• [EXTRACT PROVIDED]
After reading this you must have understood that i created a special EvolutionState for this purpose. This state extends ec.EvolutionState and implements a new field with getter and setter. Here is the complete class:

ec.weka.EvolutionStateForWeka:

package ec.weka;
 
import ec.EvolutionState;
import ec.Individual;
 
public class EvolutionStateForWeka extends EvolutionState {
 
    private static final long serialVersionUID = 3779199959740620263L;
 
 
    /**
     * Stores the best individuals of each job. Used by Evolve to 
     * transfer the results to weka.
     */
 
    protected weka.core.Instance[] learningDataSet;
 
    public void setLearningDataSet(weka.core.Instance[] lds) {
        learningDataSet = lds;
    }
 
    public weka.core.Instance[] getLearningDataSet() {
        return learningDataSet;
    }
 
}

I added the same field with a setter in the ec.weka.Evolve class. Know each algorithm using an EvolutionState that extends this one is capable of receiving data from weka.

At this stage, the compilation begins to be more complicated. You need to add the folder containing the compiled class of weka, or a jar of weka to the classpath in order to compile this last class.

One of the problems now is: when do i heve to transfer data form ecj to weka and when do i run my evolutionary algorithm ?

This depends on what you want to do ! But here are some clues:

  • The training data (or data on which we are trying to find assicaitions) are given by weka in the buildClusterer (builClassifier or buildAssociatons depending on what you're doing) method enclosed in an Instances object.
  • For classifiers and clusterers, each new Instance to be clustered or classified is given in the classifyInstance or clusterInstance method enclosed in an Instance object.

Using the Instances and access to the information enclosed within it

The Instances class give you access to a set of Instance. Each instance has a set of attributes which contains values.

In weka there are 5 types of value:

  • NOMINAL: This type of attribute has a set of possible values. Each instance has one of these value as value for this kind of attribute.
  • DATE: This type of attribute stores a date.
  • NUMERIC: This kind of attribute stores a double value.
  • STRING: This kind of attribute stores a string.
  • RELATIONAL: This is a special type of attribute used for multi instance classfification. See weka's documentation for more details.

Every values are stored as double values in the Attribute class by weka. These double values are stored in Instance and thus can be retreived from them. Numeric attributes don't need to be interpreted but others need. The Attribute class exposes some methods allowing to retreive the original value from the double value if necessary. It also exposes methods to know the type of the attribute:

Method signatureDescription
int type()Returns an int representing the type of attribute. Can be test against Attribute.NOMINAL, Attribute.NUMERIC, Attribute.DATE, Attribute.STRING and Attribute.RELATIONAL.
String formatDate(double date)For a date attribute, format the String representing the date following the date format specifying in the attribute object (See weka documentation for more details).
int numValues()Number of values of the attribute. Only for nominal, string and relational attibutes.

• [STORED DATA]
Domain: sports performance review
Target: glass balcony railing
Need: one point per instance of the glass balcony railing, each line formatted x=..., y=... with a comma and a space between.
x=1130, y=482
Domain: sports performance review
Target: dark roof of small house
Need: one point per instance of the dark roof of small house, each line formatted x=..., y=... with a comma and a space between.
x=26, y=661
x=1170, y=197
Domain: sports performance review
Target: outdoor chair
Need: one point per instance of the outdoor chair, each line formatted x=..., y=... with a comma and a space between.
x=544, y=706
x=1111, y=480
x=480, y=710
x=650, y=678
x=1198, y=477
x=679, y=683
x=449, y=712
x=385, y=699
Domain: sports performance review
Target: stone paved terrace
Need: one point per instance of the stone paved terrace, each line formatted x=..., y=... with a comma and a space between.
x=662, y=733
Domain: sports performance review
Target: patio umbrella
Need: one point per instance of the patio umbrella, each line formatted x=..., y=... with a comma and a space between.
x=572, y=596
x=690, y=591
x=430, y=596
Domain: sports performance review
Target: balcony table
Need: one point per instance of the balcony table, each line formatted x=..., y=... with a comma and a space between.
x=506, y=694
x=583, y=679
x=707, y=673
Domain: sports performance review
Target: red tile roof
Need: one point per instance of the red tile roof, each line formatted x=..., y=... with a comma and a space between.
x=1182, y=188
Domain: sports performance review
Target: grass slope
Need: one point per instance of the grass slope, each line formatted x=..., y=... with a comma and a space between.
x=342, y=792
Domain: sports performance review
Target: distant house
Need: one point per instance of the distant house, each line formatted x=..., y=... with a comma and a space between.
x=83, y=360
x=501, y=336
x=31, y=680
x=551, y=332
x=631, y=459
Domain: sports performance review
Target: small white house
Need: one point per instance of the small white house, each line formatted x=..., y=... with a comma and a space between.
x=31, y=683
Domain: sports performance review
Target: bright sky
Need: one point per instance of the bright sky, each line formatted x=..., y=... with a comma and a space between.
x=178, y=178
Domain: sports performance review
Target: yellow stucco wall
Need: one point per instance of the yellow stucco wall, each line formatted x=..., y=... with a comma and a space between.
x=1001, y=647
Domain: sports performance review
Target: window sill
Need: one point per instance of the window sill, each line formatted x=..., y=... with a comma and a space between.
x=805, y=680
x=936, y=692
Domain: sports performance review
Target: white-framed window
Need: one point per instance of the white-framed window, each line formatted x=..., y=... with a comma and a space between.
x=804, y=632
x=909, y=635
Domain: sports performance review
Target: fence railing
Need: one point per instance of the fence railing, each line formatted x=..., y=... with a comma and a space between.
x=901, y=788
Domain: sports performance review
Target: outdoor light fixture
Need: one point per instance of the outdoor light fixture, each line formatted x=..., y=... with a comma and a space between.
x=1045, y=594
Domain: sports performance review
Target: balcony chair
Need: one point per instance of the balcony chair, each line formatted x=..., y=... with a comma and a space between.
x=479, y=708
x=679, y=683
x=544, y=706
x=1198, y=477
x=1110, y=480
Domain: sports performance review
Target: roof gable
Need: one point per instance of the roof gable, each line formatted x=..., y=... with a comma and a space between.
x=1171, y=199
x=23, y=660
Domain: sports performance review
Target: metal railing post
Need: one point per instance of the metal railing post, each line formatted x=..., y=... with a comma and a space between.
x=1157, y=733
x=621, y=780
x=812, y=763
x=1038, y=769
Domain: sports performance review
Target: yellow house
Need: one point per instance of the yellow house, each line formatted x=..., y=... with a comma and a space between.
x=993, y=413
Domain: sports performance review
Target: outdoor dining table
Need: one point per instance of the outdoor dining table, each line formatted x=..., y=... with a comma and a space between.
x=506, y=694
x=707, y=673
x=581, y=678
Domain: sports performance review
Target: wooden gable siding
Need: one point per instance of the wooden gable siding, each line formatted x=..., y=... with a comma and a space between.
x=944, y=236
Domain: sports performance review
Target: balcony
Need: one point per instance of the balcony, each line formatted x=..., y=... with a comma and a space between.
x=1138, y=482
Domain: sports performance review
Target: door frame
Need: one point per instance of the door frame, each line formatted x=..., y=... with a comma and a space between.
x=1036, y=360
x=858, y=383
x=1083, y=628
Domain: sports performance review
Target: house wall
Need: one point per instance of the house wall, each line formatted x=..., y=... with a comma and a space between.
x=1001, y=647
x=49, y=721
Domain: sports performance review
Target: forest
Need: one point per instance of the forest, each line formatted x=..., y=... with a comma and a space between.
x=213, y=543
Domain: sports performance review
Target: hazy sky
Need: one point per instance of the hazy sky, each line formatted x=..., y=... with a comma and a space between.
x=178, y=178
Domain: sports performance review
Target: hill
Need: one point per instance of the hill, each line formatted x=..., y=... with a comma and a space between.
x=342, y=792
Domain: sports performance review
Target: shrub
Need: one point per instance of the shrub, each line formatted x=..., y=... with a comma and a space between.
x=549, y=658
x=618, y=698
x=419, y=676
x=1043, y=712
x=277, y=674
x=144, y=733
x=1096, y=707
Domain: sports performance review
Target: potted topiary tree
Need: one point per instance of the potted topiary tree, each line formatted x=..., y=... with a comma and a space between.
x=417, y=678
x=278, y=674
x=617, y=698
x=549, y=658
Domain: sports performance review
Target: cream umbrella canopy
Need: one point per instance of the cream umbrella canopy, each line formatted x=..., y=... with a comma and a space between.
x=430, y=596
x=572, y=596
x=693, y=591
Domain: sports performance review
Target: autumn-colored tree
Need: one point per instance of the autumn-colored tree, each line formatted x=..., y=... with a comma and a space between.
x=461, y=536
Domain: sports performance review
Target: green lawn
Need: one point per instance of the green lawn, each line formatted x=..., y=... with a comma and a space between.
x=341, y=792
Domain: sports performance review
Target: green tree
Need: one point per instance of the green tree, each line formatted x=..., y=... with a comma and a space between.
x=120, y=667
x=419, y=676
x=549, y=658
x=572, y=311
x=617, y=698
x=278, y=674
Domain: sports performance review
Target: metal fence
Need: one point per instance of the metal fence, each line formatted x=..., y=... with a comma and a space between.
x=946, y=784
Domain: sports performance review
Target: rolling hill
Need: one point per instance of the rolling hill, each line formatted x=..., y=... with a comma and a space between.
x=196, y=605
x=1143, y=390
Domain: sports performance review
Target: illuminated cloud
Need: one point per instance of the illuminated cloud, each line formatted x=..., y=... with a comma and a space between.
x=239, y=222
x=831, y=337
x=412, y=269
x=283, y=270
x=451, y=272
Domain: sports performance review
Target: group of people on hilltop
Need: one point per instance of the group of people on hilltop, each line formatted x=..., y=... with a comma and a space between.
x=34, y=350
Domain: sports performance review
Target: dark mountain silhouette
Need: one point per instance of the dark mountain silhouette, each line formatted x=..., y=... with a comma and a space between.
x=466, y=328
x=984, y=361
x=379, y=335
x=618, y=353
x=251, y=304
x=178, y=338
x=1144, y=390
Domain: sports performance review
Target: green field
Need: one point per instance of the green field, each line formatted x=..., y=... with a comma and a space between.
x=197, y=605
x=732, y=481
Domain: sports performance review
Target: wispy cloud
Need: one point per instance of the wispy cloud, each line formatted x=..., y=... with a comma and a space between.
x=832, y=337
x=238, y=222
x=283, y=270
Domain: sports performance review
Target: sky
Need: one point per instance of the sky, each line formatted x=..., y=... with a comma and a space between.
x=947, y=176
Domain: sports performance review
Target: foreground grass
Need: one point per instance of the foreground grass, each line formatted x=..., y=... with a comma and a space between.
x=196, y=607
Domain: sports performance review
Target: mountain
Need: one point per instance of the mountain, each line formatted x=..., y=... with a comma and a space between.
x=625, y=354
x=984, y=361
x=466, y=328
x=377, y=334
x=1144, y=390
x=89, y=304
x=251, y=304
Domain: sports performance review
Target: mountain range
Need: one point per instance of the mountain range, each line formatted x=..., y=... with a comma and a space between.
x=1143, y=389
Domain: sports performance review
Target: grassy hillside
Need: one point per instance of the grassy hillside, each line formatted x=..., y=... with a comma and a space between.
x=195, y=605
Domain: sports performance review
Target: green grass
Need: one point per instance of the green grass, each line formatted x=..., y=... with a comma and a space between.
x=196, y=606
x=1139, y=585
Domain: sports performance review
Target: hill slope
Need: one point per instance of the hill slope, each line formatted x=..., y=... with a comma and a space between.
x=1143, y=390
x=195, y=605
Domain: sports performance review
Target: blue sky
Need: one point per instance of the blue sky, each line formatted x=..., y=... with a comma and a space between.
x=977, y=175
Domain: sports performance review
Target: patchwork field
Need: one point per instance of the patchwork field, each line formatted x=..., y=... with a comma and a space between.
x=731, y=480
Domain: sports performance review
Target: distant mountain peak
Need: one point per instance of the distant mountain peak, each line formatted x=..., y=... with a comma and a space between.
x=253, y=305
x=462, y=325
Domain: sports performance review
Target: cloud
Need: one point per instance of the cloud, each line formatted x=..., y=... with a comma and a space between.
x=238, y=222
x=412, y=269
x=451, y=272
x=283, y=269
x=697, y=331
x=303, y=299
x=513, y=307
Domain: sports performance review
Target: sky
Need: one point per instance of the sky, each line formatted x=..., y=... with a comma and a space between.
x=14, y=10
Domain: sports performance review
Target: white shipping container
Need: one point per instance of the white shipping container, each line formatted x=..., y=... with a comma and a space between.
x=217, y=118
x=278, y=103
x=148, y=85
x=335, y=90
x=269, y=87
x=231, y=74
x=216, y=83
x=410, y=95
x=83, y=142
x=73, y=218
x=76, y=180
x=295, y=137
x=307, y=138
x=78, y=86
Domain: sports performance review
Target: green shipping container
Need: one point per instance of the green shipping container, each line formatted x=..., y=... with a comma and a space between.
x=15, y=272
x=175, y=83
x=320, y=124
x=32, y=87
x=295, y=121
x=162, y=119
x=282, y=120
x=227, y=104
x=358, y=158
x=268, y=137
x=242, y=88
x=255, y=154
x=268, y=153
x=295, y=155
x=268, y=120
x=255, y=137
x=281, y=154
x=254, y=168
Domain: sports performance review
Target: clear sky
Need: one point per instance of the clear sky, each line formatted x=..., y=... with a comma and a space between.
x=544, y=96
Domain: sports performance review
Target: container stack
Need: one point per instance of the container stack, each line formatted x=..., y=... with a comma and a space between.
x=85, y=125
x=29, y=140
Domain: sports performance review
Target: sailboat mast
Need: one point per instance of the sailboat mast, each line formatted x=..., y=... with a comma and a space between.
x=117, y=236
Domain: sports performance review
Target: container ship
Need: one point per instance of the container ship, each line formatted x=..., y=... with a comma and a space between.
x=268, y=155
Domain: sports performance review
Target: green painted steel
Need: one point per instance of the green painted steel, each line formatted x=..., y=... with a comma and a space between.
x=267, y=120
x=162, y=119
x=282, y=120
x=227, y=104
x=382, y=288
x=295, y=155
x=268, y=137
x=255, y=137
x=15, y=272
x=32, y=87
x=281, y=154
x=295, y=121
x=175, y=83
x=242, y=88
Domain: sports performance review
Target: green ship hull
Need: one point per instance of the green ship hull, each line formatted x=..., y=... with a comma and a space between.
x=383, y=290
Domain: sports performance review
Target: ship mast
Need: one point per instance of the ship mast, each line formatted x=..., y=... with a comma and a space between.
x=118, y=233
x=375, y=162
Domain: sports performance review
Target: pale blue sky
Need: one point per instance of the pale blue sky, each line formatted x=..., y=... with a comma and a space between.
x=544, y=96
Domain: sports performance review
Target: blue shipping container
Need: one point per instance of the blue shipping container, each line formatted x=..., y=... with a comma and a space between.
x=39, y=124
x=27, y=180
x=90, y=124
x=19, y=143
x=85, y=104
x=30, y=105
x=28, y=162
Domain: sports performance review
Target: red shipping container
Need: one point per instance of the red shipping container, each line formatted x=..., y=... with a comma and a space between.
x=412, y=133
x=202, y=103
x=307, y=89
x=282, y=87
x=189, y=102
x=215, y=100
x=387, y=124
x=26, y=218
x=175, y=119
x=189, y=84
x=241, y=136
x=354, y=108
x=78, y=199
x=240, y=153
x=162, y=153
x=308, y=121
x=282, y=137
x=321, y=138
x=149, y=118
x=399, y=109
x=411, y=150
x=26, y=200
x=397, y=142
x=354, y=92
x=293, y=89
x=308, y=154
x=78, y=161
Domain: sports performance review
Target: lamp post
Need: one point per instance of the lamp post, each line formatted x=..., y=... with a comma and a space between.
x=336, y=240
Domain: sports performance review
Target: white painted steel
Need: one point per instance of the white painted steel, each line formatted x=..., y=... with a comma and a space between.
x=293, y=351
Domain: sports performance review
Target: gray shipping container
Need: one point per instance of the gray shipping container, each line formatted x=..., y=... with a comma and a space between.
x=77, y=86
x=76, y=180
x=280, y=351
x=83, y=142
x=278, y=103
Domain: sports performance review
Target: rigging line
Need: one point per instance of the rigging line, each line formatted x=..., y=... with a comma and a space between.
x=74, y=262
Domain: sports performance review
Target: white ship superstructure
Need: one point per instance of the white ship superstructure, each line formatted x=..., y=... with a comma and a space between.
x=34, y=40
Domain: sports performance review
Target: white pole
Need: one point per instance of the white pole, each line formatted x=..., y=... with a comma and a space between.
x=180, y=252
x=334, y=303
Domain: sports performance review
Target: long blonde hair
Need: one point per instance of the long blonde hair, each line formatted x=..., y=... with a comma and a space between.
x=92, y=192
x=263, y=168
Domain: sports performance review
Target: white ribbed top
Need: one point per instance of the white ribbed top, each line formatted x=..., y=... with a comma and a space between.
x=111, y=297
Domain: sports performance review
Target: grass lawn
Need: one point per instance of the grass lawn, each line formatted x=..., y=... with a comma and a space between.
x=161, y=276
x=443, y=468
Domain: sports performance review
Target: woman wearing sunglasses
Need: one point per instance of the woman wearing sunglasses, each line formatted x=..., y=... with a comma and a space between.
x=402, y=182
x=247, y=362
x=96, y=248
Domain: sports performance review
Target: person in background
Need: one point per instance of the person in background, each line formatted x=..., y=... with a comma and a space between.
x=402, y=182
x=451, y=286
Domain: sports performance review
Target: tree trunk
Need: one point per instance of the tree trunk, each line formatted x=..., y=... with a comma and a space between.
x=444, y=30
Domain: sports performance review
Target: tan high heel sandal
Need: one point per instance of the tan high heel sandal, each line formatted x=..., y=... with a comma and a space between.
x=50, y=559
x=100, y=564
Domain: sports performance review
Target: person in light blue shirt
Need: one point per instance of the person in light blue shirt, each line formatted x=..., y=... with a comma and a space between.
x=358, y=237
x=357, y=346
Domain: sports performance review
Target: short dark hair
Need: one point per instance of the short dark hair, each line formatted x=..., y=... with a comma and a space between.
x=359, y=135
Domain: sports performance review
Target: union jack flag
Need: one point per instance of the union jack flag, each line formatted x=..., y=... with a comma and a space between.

• [EXERCISE TASK A]
Answer these questions using the text about ECJ and weka, one answer per line, marked to match:
(i) Which class does EvolutionStateForWeka extend?
(ii) How many types of value does weka have?
(iii) For classifiers and clusterers, in which methods is each new Instance given?
• [EXERCISE TASK B] Copy the text about ECJ and weka from "Using the Instances" to "stores a date.", renaming "NOMINAL" to "CATEGORICAL".
• [EXERCISE TASK C]
Decide whether each statement agrees with the text about ECJ and weka. Answer yes or no and quote the words of the text that decide it, marking each answer to match:
(i) The serialVersionUID field is declared private static final.
(ii) Numeric attributes must be interpreted before their values are used.
(iii) The numValues() method applies to numeric attributes.

• [FULL ANSWER A]
(i) ec.EvolutionState
(ii) 5
(iii) The classifyInstance or clusterInstance method

• [FULL ANSWER B]
Using the Instances and access to the information enclosed within it

The Instances class give you access to a set of Instance. Each instance has a set of attributes which contains values.

In weka there are 5 types of value:

  • CATEGORICAL: This type of attribute has a set of possible values. Each instance has one of these value as value for this kind of attribute.
  • DATE: This type of attribute stores a date.

• [FULL ANSWER C]
(i) Yes: "private static final long serialVersionUID = 3779199959740620263L;"
(ii) No: "Numeric attributes don't need to be interpreted but others need."
(iii) No: "Only for nominal, string and relational attibutes."